▸ **DO THIS**
Rewrite every line of the entries below with "Points" switched to "Locations" and everything else unchanged. Leave the pictures out of your answer.

▸ **LISTED RECORDS**
%%
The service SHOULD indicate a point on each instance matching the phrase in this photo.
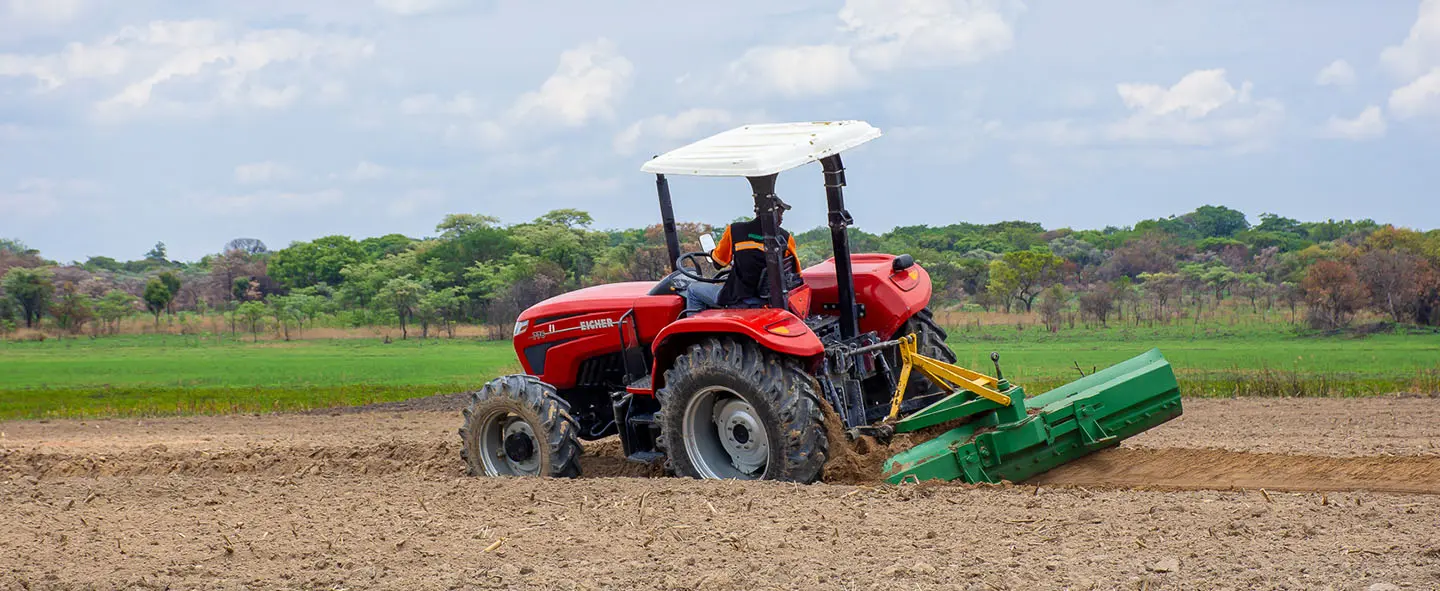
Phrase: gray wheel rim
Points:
(725, 437)
(494, 427)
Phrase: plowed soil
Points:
(1276, 493)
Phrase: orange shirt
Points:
(727, 247)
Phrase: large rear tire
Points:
(930, 343)
(519, 425)
(733, 410)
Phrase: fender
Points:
(775, 329)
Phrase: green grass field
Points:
(162, 375)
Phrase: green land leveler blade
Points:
(1026, 437)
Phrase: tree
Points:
(157, 252)
(173, 286)
(254, 316)
(1099, 301)
(1334, 294)
(1211, 221)
(402, 294)
(245, 245)
(1161, 287)
(1023, 274)
(1396, 281)
(74, 309)
(1051, 303)
(157, 297)
(320, 261)
(113, 307)
(442, 306)
(30, 290)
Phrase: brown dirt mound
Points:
(1220, 469)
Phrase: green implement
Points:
(1011, 437)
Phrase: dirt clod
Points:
(380, 500)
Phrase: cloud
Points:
(925, 33)
(588, 84)
(1367, 126)
(1194, 95)
(414, 202)
(797, 71)
(877, 36)
(38, 198)
(661, 130)
(1416, 62)
(271, 202)
(1201, 110)
(193, 67)
(1337, 74)
(412, 7)
(262, 172)
(1419, 97)
(429, 104)
(43, 10)
(1420, 51)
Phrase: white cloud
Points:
(1337, 74)
(271, 202)
(923, 33)
(1201, 110)
(414, 202)
(1194, 95)
(411, 7)
(797, 71)
(262, 172)
(42, 198)
(45, 10)
(1417, 98)
(429, 104)
(683, 126)
(588, 84)
(1420, 51)
(879, 36)
(164, 62)
(1367, 126)
(1417, 64)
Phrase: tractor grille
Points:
(601, 371)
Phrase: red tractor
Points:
(719, 394)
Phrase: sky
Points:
(196, 121)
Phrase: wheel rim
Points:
(725, 437)
(509, 446)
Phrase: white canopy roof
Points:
(762, 149)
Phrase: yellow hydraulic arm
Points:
(945, 375)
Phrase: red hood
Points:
(617, 296)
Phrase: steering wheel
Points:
(693, 258)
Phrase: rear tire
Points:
(930, 343)
(733, 410)
(519, 425)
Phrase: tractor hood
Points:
(617, 296)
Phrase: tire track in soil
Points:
(1188, 469)
(1177, 469)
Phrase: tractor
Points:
(739, 392)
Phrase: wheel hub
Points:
(519, 447)
(742, 436)
(507, 446)
(725, 437)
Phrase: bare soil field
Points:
(1247, 493)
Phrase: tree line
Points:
(477, 270)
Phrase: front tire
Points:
(733, 410)
(519, 425)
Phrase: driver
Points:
(742, 248)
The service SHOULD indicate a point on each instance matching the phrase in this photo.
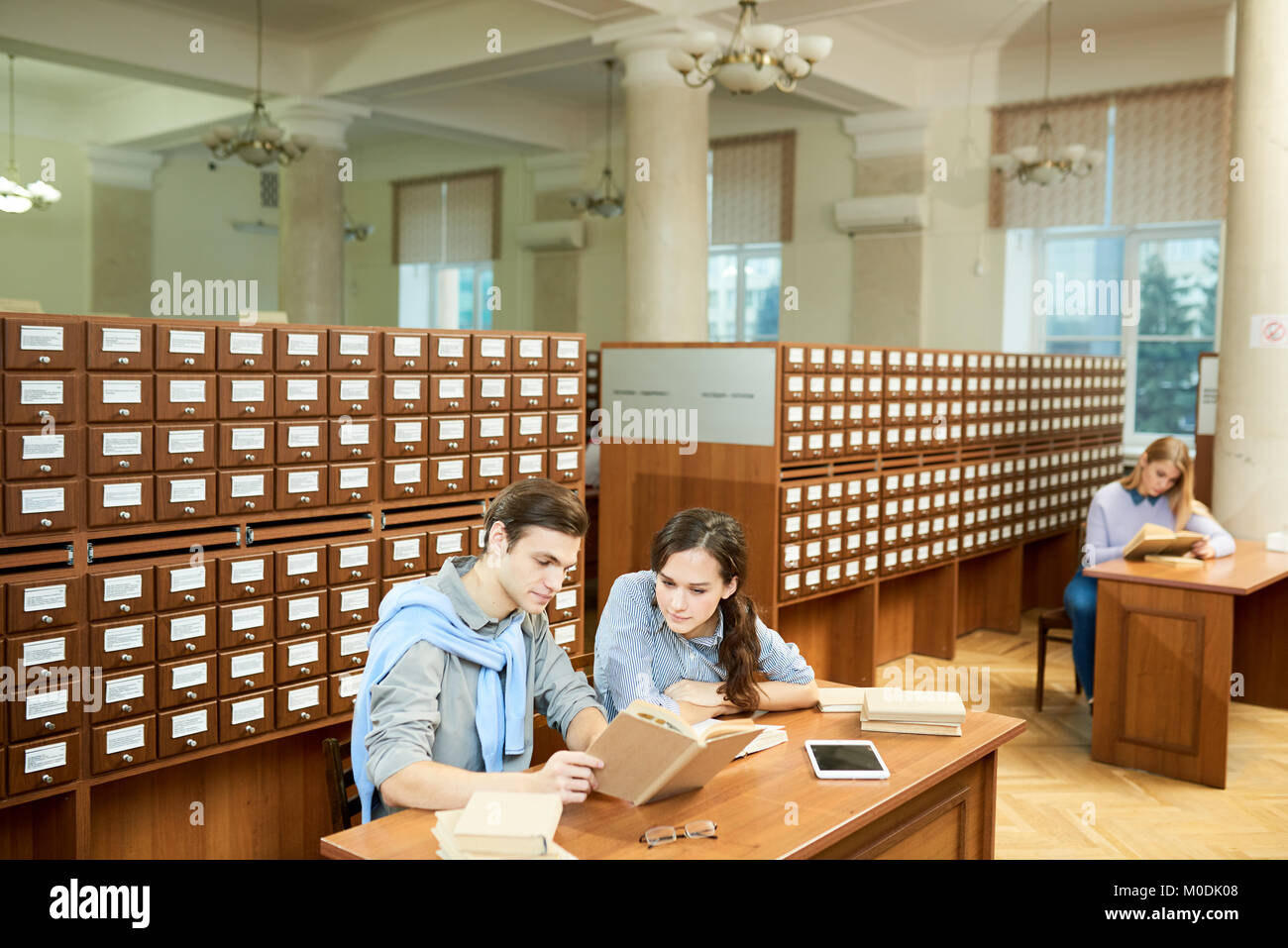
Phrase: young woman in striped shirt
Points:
(1160, 491)
(683, 635)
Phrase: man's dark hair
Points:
(536, 502)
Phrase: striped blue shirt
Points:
(638, 656)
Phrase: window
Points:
(748, 218)
(445, 247)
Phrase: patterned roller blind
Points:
(1063, 204)
(449, 218)
(752, 187)
(1172, 153)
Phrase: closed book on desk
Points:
(1157, 540)
(913, 707)
(500, 823)
(912, 728)
(651, 754)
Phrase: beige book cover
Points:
(912, 728)
(913, 707)
(651, 754)
(1157, 540)
(507, 823)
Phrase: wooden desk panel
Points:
(938, 802)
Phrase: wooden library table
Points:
(939, 802)
(1168, 642)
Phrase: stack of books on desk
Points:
(502, 826)
(913, 712)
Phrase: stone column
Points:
(889, 158)
(310, 220)
(120, 230)
(666, 215)
(1250, 456)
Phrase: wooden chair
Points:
(346, 810)
(1055, 618)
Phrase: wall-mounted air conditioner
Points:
(553, 235)
(881, 213)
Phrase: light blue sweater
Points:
(1117, 514)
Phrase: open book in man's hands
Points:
(651, 754)
(1154, 540)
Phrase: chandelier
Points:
(14, 197)
(1044, 162)
(758, 55)
(606, 198)
(262, 141)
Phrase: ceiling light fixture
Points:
(262, 141)
(758, 55)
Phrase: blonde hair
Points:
(1180, 497)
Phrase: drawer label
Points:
(124, 391)
(301, 698)
(300, 653)
(188, 390)
(123, 687)
(40, 339)
(407, 389)
(407, 347)
(248, 617)
(123, 494)
(123, 638)
(189, 723)
(44, 758)
(44, 652)
(116, 587)
(185, 342)
(244, 711)
(42, 597)
(252, 664)
(187, 627)
(124, 738)
(42, 393)
(187, 677)
(246, 571)
(301, 344)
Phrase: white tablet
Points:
(845, 760)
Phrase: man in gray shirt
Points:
(429, 730)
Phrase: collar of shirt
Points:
(1136, 497)
(451, 586)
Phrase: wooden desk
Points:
(939, 802)
(1167, 642)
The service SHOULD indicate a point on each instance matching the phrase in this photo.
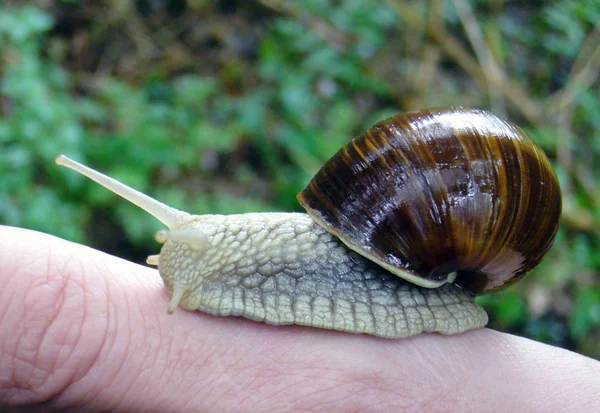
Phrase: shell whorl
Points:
(438, 192)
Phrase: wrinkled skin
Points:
(84, 331)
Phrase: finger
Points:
(80, 328)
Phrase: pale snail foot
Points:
(288, 270)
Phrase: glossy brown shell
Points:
(438, 191)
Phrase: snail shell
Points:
(405, 224)
(441, 192)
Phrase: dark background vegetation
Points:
(231, 106)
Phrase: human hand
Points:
(83, 331)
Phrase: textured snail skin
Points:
(283, 268)
(444, 191)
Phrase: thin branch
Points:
(491, 69)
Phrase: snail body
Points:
(381, 249)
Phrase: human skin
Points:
(84, 331)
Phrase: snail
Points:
(404, 226)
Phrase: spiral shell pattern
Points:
(441, 191)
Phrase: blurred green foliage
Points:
(230, 107)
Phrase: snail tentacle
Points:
(171, 217)
(283, 268)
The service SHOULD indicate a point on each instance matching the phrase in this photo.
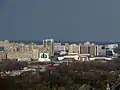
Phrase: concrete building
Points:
(73, 48)
(49, 46)
(88, 48)
(59, 47)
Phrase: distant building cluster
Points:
(22, 51)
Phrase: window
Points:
(43, 56)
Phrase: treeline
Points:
(72, 76)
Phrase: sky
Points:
(96, 20)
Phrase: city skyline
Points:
(60, 19)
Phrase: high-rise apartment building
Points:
(73, 48)
(48, 44)
(88, 48)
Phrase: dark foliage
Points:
(72, 76)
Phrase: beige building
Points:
(49, 46)
(88, 48)
(73, 48)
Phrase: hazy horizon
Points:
(68, 20)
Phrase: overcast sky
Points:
(97, 20)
%%
▸ **REPLY**
The service SHOULD indicate a point on each instance matching the phrase in this photo.
Phrase: gray wheel rim
Locations:
(725, 437)
(494, 427)
Phrase: plowed soil
Locations:
(1276, 493)
Phrase: orange shirt
Locations:
(727, 247)
Phrase: large rear tire
Locations:
(930, 343)
(519, 425)
(733, 410)
Phrase: fender
Locations:
(775, 329)
Phrase: green grass field
Locations:
(162, 375)
Phrase: green land leveler blade
Locations:
(1026, 437)
Phrase: tree
Locations:
(157, 252)
(173, 286)
(254, 316)
(1099, 301)
(1334, 294)
(1211, 221)
(402, 294)
(245, 245)
(1161, 287)
(1023, 274)
(1396, 281)
(74, 309)
(1051, 303)
(157, 297)
(320, 261)
(113, 307)
(442, 306)
(30, 290)
Phrase: brown dirt mound
Locations:
(1220, 469)
Phrase: green implement
Locations:
(1011, 437)
Phrase: dirt clod
Locations:
(380, 500)
Phrase: cloud
Locations:
(925, 33)
(588, 84)
(1367, 126)
(1194, 95)
(414, 202)
(797, 71)
(877, 36)
(38, 198)
(661, 130)
(1416, 62)
(271, 202)
(1201, 110)
(193, 67)
(1337, 74)
(412, 7)
(262, 172)
(1419, 97)
(429, 104)
(43, 10)
(1420, 51)
Phrase: white cloud
Locations:
(1337, 74)
(271, 202)
(923, 33)
(1201, 110)
(414, 202)
(1194, 95)
(411, 7)
(797, 71)
(262, 172)
(42, 198)
(45, 10)
(1417, 98)
(429, 104)
(683, 126)
(588, 84)
(1420, 51)
(879, 36)
(164, 62)
(1367, 126)
(1417, 64)
Phrase: tractor grille
Locations:
(601, 371)
Phrase: red tractor
Locations:
(719, 394)
Phrase: sky
Locations:
(196, 121)
Phrase: wheel rim
Locations:
(725, 437)
(509, 446)
Phrase: white canopy roof
Locations:
(762, 149)
Phrase: yellow hydraulic arm
Locations:
(945, 375)
Phrase: red hood
Locations:
(617, 296)
Phrase: steering wheel
Locations:
(693, 258)
Phrase: rear tire
Locations:
(930, 343)
(733, 410)
(519, 425)
Phrase: tractor hood
Locations:
(617, 296)
Phrase: tire track in soil
Locations:
(1188, 469)
(1177, 469)
Phrase: tractor
Locations:
(739, 392)
Phrase: wheel hub
Locations:
(519, 447)
(742, 436)
(507, 446)
(725, 437)
Phrase: bare soil field
Locations:
(1247, 493)
Phrase: tree line
Locations:
(477, 270)
Phrase: front tire
Locations:
(733, 410)
(519, 425)
Phrase: driver
Locations:
(742, 248)
The service SHOULD indicate a point on each instance matching the phrase in this photo.
Phrase: young woman in striped shirt
Locations:
(1160, 491)
(683, 635)
Phrase: man's dark hair
Locations:
(536, 502)
Phrase: striped blue shirt
Locations:
(638, 656)
Phrase: window
Locations:
(748, 218)
(445, 247)
Phrase: patterned roller blind
Locations:
(1063, 204)
(449, 218)
(752, 187)
(1172, 153)
Phrase: closed book on desk
Locations:
(1157, 540)
(913, 707)
(500, 823)
(912, 728)
(651, 754)
Phrase: beige book cover
Locations:
(912, 728)
(913, 707)
(651, 754)
(1157, 540)
(507, 823)
Phrase: wooden desk panel
Locations:
(938, 802)
Phrase: wooden library table
Locations:
(939, 802)
(1168, 642)
Phrase: stack of books on desk
Locations:
(502, 826)
(913, 712)
Phrase: stone column
Locations:
(889, 158)
(310, 220)
(120, 230)
(666, 215)
(1250, 456)
Phrase: wooden chair
Locations:
(346, 810)
(1055, 618)
Phrase: wall-mounted air conditioner
Locations:
(553, 235)
(881, 213)
Phrase: light blue sweater
Locations:
(1117, 514)
Phrase: open book in man's hands
Locations:
(651, 754)
(1154, 540)
Phrase: chandelier
Locations:
(14, 197)
(1044, 162)
(758, 55)
(606, 198)
(262, 141)
Phrase: ceiling light fixture
Locations:
(262, 141)
(758, 55)
Phrase: blonde hair
Locations:
(1180, 497)
Phrase: drawer label
Locations:
(124, 391)
(301, 698)
(300, 653)
(188, 390)
(123, 687)
(40, 339)
(407, 389)
(407, 347)
(248, 617)
(123, 494)
(123, 638)
(189, 723)
(44, 758)
(44, 652)
(116, 587)
(185, 342)
(244, 711)
(42, 597)
(252, 664)
(187, 627)
(124, 738)
(42, 393)
(187, 677)
(246, 571)
(301, 344)
Phrase: white tablet
Locations:
(845, 760)
Phrase: man in gray shirt
Locations:
(429, 730)
Phrase: collar of shirt
Locations:
(1136, 497)
(451, 586)
Phrase: wooden desk
Locations:
(939, 802)
(1167, 642)
The service SHOULD indicate a point on each instance matching the phrase in this photo.
Phrase: shell whorl
Locations:
(438, 192)
Phrase: wrinkled skin
Locations:
(84, 331)
Phrase: finger
Locations:
(80, 328)
Phrase: pale snail foot
Locations:
(288, 270)
Phrase: glossy brown shell
Locations:
(438, 191)
Phrase: snail shell
Locations:
(405, 224)
(441, 192)
Phrase: dark background vegetation
Locations:
(231, 106)
Phrase: human hand
Locations:
(83, 331)
Phrase: textured snail skin
Locations:
(283, 268)
(444, 191)
Phrase: thin branch
Locations:
(491, 69)
Phrase: snail body
Locations:
(381, 249)
Phrase: human skin
Locations:
(84, 331)
Phrase: snail
Locations:
(404, 226)
Phrase: spiral shell pattern
Locations:
(441, 191)
Phrase: blurred green foliage
Locations:
(230, 107)
Phrase: snail tentacle
Locations:
(171, 217)
(283, 268)
The service SHOULD indicate a point on each instance matching the phrase in this photo.
Phrase: concrete building
Locations:
(73, 48)
(49, 46)
(88, 48)
(59, 47)
Phrase: distant building cluster
Locations:
(22, 51)
Phrase: window
Locations:
(43, 56)
Phrase: treeline
Locations:
(72, 76)
Phrase: sky
Locations:
(96, 20)
Phrase: city skyline
Locations:
(60, 19)
Phrase: high-rise apartment building
Locations:
(73, 48)
(48, 44)
(88, 48)
Phrase: dark foliage
Locations:
(72, 76)
Phrase: beige building
Locations:
(49, 46)
(88, 48)
(73, 48)
Phrase: hazy horizon
Locations:
(68, 20)
Phrase: overcast sky
Locations:
(97, 20)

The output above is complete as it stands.